(SOURCE DOCUMENT)
The greenhouse gases are components of the atmosphere that can ‘absorb’ and release infrared rays (heat energy). These gases have three or more atoms in their molecules. This in contrast to the gases making up more than 99% of the atmosphere: nitrogen, oxygen and argon having only two atoms in their molecules.

Water vapor (H2O)

The most important greenhouse gas is water vapor, which at times can approach 2% in parts of the atmosphere. However, when water vapor condenses into clouds, the white upside reflects sunlight back into space, which has a negative forcing effect.

Water vapor cannot initiate radiative forcing, it can only respond to radiative forcing through feedback mechanisms. Water vapor in the air is fairly constant, and human activities have little impact on this. Since humans have little or no direct impact on the amount of water in the air, and since it is not a forcing factor, water vapor is not included in negotiations on the reduction of emissions of greenhouse gases.

With increasing temperatures there will be increasing evaporation and increased amounts of water vapor in the air. In addition to enhancing the greenhouse effect it means that rainstorms can become more violent, as more water has to come down.

Carbon dioxide (CO2)

Carbon dioxide is the gas that almost all living creatures breathe out. Green vegetation absorbs the CO2 during daylight hours, assimilating it in the process called photosynthesis. At the same time the plants release the gas oxygen (O2 ), which animals and humans breathe in.  Without oxygen we would suffocate.
The photosynthesis is the basis for all higher forms of life on Earth, as it in addition to oxygen produces glucose, a simple sugar that is the basis for more complex compounds building up the plants. Without plants, animals would no longer have food.
Increasing amounts of CO2 in the air may have a fertilizing effect on many plants if other essential requirements for photosynthesis are present. (Water, soil, minerals, right temperature etc).

Atmospheric CO2 has increased from a pre-industrial concentration of about 280 ppmv to about 400 ppmv year 2016.

(EXERCISE 1)
From the passage on greenhouse gases, extract the part from "The photosynthesis is" to "right temperature etc).".
(EXERCISE 2)
In the passage on greenhouse gases, which gases make up more than 99% of the atmosphere?
The lines below come from a different source than the passage on greenhouse gases.

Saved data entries
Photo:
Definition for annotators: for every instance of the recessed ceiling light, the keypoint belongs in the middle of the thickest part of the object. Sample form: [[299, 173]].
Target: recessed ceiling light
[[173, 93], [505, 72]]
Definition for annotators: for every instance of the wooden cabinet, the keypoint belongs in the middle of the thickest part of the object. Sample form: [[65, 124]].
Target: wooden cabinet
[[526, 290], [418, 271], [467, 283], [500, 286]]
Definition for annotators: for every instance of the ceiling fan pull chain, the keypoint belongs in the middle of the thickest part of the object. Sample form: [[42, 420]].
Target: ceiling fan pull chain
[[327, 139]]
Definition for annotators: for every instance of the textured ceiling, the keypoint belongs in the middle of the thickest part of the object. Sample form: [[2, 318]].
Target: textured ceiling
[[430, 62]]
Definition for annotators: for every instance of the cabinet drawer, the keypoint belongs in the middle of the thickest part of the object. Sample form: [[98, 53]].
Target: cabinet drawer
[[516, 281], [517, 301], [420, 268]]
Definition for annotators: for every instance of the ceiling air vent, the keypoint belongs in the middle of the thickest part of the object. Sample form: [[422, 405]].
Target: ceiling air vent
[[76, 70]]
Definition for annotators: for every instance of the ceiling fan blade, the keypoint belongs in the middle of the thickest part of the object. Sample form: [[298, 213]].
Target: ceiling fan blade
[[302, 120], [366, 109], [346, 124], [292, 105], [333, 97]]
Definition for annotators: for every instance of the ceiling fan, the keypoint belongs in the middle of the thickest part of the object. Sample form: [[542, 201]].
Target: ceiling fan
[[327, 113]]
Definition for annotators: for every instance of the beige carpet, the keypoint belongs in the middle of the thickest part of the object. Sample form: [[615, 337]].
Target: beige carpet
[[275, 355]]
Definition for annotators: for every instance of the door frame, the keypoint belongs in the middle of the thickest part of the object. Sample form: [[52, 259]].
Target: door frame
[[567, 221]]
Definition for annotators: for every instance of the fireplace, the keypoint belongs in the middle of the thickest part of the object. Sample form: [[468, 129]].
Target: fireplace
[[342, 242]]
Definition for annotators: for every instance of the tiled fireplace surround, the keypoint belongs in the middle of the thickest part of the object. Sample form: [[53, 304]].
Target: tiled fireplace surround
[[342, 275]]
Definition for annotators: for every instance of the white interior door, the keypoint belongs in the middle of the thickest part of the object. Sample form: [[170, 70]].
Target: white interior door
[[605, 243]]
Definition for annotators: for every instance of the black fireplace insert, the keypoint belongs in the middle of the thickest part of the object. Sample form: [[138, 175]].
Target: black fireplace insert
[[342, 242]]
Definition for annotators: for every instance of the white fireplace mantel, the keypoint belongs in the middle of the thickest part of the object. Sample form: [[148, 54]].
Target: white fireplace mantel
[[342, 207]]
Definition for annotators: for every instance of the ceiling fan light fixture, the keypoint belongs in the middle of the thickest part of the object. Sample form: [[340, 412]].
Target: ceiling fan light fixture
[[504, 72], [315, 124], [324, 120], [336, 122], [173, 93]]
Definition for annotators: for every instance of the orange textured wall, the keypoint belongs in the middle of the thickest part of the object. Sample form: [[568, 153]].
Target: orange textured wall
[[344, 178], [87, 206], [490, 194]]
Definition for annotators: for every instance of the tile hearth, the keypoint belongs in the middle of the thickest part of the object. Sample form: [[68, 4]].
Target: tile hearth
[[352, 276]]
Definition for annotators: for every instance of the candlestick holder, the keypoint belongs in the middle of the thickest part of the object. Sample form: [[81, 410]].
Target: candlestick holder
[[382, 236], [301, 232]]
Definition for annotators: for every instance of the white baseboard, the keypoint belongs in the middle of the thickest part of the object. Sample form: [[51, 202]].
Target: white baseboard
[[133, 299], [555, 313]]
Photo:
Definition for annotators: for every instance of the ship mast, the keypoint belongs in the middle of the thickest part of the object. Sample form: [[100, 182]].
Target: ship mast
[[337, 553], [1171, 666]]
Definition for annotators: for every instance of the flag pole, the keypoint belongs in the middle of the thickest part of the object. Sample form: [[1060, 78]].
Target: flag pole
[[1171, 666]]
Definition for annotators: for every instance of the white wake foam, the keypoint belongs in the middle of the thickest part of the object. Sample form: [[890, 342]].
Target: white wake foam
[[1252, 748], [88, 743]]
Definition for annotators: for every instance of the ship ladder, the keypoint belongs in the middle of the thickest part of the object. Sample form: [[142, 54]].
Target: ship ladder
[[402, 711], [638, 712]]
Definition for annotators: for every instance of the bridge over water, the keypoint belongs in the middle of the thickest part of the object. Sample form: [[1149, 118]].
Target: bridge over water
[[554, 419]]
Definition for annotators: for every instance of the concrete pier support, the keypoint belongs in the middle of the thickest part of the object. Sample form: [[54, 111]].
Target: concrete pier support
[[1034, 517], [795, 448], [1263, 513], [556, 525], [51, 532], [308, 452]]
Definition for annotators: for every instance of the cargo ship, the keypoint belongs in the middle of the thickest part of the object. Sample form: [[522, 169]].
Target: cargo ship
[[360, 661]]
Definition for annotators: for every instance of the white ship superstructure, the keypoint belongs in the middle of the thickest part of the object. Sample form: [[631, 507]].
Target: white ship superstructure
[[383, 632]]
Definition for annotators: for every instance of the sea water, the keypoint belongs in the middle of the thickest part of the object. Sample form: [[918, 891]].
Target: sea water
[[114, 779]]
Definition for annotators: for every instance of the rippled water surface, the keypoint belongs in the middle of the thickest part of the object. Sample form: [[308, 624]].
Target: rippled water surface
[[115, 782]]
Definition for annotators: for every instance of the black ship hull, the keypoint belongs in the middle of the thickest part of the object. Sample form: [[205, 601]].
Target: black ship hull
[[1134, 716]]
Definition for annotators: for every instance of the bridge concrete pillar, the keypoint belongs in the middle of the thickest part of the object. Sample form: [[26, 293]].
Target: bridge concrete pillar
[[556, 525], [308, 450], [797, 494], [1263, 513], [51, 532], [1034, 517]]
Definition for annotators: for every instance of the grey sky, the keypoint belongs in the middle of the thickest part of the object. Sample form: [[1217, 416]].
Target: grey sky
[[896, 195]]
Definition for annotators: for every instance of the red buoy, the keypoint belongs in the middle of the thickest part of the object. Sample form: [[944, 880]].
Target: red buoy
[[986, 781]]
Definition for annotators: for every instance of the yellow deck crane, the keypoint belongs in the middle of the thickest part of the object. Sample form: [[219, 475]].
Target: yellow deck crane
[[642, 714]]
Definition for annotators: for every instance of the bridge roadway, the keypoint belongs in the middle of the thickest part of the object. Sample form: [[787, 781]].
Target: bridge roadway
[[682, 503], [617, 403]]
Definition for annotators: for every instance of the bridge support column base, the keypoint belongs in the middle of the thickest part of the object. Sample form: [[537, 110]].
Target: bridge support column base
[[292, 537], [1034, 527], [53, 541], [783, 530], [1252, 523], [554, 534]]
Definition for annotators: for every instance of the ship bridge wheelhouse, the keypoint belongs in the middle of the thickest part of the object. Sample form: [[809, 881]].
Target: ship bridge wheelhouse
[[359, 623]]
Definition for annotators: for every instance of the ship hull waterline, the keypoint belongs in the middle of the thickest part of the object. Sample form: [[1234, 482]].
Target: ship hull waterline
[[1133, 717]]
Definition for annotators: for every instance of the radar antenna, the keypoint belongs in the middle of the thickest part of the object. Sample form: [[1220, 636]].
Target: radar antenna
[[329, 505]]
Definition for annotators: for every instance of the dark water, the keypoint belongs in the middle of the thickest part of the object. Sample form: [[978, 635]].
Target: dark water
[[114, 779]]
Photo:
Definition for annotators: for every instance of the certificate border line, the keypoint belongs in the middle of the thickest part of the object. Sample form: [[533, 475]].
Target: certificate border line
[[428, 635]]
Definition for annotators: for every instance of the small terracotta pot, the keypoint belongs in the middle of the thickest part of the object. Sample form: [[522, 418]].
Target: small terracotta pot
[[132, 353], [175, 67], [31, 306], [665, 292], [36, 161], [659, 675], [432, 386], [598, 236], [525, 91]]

(WRITTEN SOLUTION 1)
The photosynthesis is the basis for all higher forms of life on Earth, as it in addition to oxygen produces glucose, a simple sugar that is the basis for more complex compounds building up the plants. Without plants, animals would no longer have food.
Increasing amounts of CO2 in the air may have a fertilizing effect on many plants if other essential requirements for photosynthesis are present. (Water, soil, minerals, right temperature etc).

(WRITTEN SOLUTION 2)
Nitrogen, oxygen and argon.